_Material provided:_
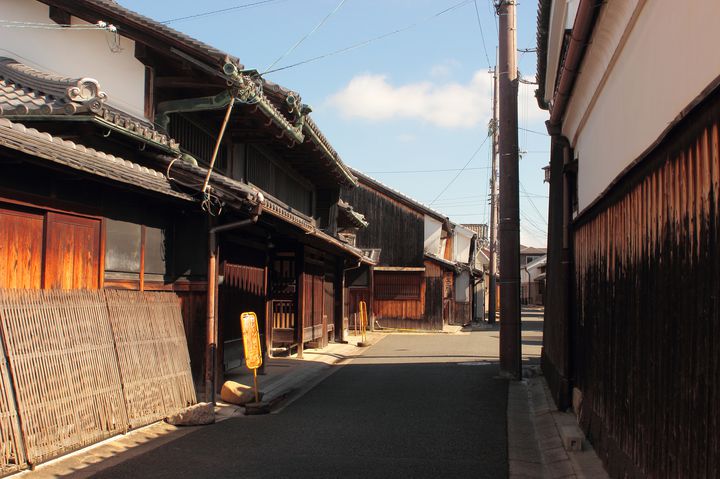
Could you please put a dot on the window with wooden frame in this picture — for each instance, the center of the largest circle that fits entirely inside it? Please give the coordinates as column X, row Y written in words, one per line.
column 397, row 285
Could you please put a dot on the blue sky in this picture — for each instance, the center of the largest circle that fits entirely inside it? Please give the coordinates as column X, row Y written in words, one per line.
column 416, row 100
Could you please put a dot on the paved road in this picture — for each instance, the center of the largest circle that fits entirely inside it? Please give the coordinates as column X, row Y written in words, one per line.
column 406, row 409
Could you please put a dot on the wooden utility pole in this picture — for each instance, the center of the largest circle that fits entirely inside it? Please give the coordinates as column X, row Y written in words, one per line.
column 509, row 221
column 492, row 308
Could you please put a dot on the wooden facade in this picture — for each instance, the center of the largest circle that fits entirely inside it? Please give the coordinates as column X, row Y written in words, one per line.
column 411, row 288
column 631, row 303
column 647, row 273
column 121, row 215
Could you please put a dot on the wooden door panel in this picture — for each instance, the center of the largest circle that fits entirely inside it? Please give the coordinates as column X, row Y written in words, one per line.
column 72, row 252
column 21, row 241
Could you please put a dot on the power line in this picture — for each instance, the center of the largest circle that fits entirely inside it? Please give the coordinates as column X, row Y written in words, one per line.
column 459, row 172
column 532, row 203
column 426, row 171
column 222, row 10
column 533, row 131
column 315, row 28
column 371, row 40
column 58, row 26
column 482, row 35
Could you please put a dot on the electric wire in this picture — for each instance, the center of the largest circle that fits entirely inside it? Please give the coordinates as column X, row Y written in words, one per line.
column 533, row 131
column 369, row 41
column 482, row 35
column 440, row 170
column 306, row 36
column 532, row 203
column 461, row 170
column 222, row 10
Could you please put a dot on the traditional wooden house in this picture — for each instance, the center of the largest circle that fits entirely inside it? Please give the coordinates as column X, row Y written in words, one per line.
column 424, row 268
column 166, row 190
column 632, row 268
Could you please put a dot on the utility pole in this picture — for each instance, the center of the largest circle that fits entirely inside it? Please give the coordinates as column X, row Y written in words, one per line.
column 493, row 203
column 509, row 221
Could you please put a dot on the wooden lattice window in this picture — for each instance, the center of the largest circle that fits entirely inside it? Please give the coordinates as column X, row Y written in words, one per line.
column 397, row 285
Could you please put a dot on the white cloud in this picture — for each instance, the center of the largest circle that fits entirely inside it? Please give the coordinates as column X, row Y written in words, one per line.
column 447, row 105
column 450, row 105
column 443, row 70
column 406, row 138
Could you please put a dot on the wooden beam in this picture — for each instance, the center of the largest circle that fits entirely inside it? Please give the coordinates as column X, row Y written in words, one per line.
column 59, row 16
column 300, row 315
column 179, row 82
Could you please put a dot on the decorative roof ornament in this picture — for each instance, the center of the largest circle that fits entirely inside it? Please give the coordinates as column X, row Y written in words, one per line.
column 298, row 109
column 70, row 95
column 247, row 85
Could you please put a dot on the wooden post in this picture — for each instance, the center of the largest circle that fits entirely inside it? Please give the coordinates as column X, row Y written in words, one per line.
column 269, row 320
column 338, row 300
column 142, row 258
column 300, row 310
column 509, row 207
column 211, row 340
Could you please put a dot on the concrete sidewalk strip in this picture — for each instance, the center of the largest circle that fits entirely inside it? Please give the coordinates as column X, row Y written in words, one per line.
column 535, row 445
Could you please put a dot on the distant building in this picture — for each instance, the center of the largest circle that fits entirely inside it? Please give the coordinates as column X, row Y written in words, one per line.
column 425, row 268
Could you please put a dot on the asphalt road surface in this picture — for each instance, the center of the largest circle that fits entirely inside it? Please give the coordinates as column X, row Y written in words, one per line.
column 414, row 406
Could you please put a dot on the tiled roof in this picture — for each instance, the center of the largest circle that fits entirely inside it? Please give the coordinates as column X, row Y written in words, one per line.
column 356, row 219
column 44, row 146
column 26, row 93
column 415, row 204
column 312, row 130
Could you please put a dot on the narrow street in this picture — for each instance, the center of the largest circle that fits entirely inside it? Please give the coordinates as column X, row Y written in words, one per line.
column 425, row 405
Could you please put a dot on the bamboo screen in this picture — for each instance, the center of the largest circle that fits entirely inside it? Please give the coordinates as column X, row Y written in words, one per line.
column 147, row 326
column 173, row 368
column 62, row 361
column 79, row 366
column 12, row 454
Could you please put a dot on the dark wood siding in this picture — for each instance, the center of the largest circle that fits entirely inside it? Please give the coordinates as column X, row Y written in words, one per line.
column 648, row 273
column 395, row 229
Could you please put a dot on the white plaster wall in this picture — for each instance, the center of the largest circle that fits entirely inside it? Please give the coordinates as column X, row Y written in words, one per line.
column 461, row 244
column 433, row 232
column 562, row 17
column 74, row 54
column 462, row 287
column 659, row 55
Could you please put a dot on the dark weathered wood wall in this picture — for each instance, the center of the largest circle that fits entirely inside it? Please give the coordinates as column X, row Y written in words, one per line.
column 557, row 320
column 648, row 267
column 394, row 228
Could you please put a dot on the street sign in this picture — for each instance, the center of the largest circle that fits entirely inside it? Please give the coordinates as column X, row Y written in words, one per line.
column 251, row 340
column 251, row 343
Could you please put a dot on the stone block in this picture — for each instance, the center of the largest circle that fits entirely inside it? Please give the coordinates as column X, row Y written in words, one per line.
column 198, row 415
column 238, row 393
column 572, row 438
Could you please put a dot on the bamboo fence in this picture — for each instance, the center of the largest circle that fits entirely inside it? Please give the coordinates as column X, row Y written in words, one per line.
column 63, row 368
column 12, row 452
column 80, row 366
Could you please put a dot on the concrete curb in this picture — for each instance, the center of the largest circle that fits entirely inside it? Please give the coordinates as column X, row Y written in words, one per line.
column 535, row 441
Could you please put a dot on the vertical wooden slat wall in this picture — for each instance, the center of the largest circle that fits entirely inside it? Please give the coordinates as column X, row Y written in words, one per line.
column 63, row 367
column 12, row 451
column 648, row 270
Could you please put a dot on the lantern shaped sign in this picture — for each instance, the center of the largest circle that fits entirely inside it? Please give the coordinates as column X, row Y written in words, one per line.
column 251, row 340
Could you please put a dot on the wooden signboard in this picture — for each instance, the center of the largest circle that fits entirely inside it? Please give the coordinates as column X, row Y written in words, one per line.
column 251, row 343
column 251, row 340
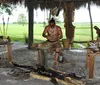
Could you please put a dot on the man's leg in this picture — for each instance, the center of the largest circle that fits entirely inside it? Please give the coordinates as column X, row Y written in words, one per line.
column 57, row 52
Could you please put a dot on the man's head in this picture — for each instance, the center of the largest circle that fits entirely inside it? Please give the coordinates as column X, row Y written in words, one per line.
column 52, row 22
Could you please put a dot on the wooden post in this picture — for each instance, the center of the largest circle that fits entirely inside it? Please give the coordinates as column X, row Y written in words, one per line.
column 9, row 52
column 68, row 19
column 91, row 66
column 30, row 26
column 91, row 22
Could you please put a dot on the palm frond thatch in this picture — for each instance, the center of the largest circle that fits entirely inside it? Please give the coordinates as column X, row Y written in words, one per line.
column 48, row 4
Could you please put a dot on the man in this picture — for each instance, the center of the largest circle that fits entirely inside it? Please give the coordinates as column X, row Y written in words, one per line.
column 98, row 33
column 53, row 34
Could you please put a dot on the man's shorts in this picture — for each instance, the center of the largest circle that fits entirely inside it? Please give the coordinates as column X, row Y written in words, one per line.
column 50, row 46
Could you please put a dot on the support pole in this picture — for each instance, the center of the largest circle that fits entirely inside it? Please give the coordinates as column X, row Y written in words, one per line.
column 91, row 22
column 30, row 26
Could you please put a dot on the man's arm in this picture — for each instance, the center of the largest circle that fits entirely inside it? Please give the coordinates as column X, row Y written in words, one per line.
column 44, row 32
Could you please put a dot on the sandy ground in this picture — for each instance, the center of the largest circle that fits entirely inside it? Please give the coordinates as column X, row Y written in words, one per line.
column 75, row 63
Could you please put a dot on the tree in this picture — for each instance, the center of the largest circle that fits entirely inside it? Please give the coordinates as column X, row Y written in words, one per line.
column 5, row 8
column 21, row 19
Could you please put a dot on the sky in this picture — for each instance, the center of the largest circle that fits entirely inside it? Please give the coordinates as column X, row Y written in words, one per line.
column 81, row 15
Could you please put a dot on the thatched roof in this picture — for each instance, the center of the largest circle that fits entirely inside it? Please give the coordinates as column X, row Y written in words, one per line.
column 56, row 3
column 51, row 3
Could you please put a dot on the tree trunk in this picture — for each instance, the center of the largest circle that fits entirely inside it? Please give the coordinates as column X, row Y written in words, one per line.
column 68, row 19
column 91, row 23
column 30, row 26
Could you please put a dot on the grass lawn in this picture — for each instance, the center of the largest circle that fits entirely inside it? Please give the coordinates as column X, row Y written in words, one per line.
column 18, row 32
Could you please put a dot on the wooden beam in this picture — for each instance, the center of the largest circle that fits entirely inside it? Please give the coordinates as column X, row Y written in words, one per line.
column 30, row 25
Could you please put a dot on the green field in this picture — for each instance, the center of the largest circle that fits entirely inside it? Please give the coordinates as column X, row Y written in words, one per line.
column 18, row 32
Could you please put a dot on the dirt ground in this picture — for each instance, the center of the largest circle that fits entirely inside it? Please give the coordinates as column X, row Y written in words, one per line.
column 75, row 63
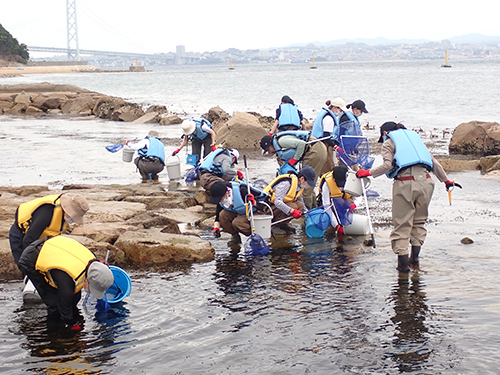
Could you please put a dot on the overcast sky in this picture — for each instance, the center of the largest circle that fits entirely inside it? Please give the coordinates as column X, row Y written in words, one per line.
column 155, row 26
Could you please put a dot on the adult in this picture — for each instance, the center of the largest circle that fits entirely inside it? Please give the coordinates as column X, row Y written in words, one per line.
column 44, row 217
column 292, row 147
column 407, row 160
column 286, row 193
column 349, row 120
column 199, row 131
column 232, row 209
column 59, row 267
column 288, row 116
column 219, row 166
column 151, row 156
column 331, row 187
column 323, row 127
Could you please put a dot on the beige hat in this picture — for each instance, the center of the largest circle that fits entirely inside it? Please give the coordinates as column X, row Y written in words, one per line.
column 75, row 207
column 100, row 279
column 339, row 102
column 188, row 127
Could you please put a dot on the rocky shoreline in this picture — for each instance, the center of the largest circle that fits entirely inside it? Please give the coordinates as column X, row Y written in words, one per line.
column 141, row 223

_Exercise details:_
The output must consist solely of the lines from the one containing "Could you please put a dot on the overcast" through the end of the listing, unaltered.

_Task result:_
Could you please put a dot on the overcast sky in this picture — for each instance, the center of the largest circle that fits entirely inside it? Please give the coordinates as column X, row Y written in words, one per line.
column 155, row 26
Could you please put a dot on the adult in this picture — for each instance, the center of the largest circle that fits entirely inside it? Please give the coordinates as column X, row Y written in words, one per line.
column 44, row 217
column 292, row 147
column 407, row 160
column 286, row 193
column 349, row 120
column 199, row 131
column 232, row 209
column 59, row 267
column 288, row 116
column 219, row 166
column 151, row 156
column 331, row 187
column 323, row 127
Could you please put a dot on the beige hat in this picture — for each instance, the center of the largest circle that fits entirely inside it? Please give the coordinates as column X, row Y written in words, one per line.
column 75, row 207
column 100, row 279
column 339, row 102
column 188, row 127
Could you please put a dot on the rocky shoreline in this picture — for each instance, the center of the largest circle that fits entirely inside it? Please give the coordinates as column X, row Y written in words, one per line.
column 141, row 223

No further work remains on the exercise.